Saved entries

********

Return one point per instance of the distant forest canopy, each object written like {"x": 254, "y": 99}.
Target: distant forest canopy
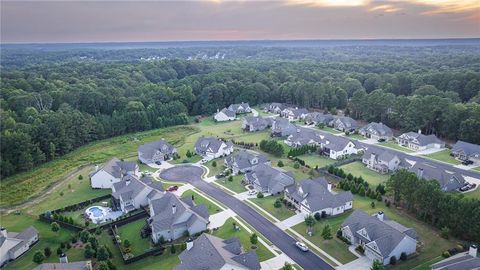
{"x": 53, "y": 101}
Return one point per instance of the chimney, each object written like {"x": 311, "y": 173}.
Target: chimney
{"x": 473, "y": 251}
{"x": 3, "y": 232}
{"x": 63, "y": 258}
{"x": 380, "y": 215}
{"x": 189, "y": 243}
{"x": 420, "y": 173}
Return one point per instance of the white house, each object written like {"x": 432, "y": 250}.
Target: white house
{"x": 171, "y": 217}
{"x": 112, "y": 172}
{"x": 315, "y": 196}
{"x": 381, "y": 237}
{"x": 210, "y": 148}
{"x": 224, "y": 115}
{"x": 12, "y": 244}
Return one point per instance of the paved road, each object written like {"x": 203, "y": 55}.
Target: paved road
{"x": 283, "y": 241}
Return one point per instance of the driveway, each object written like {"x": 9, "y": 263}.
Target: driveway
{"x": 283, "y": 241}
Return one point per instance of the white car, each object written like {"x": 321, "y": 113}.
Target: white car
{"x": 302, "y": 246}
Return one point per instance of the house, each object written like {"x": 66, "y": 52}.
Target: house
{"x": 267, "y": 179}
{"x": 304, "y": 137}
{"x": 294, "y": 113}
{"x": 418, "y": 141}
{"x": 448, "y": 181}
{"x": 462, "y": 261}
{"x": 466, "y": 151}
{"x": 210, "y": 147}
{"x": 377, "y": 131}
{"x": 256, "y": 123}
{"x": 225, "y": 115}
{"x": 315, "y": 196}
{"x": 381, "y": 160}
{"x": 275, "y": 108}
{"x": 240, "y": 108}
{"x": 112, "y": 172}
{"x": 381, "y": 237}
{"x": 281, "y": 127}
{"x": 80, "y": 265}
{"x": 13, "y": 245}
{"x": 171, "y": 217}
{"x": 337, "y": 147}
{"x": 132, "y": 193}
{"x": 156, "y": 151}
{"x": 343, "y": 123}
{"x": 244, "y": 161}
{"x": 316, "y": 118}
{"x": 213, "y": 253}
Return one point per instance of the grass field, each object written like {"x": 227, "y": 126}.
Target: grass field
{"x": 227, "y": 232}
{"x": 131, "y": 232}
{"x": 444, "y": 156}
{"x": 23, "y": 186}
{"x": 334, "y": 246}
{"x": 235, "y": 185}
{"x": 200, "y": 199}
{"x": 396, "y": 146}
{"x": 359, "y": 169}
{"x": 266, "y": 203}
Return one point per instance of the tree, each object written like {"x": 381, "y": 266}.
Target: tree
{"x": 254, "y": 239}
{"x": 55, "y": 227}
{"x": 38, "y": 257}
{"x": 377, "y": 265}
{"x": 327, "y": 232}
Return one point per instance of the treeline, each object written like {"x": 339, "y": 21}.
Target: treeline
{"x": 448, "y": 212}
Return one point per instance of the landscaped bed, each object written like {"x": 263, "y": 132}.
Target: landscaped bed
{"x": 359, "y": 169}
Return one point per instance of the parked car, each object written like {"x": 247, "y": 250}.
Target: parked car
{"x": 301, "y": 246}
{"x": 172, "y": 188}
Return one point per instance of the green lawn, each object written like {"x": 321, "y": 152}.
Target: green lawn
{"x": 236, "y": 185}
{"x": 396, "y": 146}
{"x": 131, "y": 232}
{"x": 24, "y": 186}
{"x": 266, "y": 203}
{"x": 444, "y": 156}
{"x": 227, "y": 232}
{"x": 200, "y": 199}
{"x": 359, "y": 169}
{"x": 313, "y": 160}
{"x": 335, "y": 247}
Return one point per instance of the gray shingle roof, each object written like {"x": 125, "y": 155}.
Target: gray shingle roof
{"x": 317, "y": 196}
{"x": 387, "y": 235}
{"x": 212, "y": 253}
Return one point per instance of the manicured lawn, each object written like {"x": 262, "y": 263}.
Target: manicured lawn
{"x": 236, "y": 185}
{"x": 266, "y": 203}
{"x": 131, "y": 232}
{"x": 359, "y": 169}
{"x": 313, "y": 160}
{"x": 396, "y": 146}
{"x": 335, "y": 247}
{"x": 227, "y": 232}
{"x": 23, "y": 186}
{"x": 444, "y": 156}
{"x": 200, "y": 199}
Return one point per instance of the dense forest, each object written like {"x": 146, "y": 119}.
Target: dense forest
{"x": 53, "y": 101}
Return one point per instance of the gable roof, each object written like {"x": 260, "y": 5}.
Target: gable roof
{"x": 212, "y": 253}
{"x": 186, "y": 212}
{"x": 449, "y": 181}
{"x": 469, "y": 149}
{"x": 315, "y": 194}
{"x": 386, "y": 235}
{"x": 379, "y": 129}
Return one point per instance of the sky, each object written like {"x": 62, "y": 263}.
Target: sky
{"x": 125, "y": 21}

********

Set down again, word for word, the stretch of records from the line with "Return one point per instance of the parked" to the line with "Return one point per instance of the gable", both of those lines included.

Return one point per instance of the parked car, each object written like {"x": 247, "y": 250}.
Target: parked car
{"x": 301, "y": 246}
{"x": 172, "y": 188}
Return one point per instance of the green lawn, each object written like {"x": 321, "y": 152}.
Target: green lawn
{"x": 236, "y": 185}
{"x": 396, "y": 146}
{"x": 131, "y": 232}
{"x": 24, "y": 186}
{"x": 266, "y": 203}
{"x": 444, "y": 156}
{"x": 227, "y": 232}
{"x": 200, "y": 199}
{"x": 359, "y": 169}
{"x": 313, "y": 160}
{"x": 335, "y": 247}
Return one point per instance of the gray shingle roof, each object written like {"x": 125, "y": 155}.
Target: gray shingle roof
{"x": 317, "y": 196}
{"x": 387, "y": 235}
{"x": 212, "y": 253}
Return one point per instance of the manicured lawn, each object written like {"x": 262, "y": 263}.
Target: manicured lawn
{"x": 236, "y": 185}
{"x": 266, "y": 203}
{"x": 131, "y": 232}
{"x": 359, "y": 169}
{"x": 313, "y": 160}
{"x": 396, "y": 146}
{"x": 335, "y": 247}
{"x": 227, "y": 232}
{"x": 23, "y": 186}
{"x": 444, "y": 156}
{"x": 200, "y": 199}
Return one point per instance of the dense forest, each object written like {"x": 146, "y": 119}.
Target: dense forest
{"x": 53, "y": 101}
Return one point per instance of the gable roof, each object written like {"x": 260, "y": 5}.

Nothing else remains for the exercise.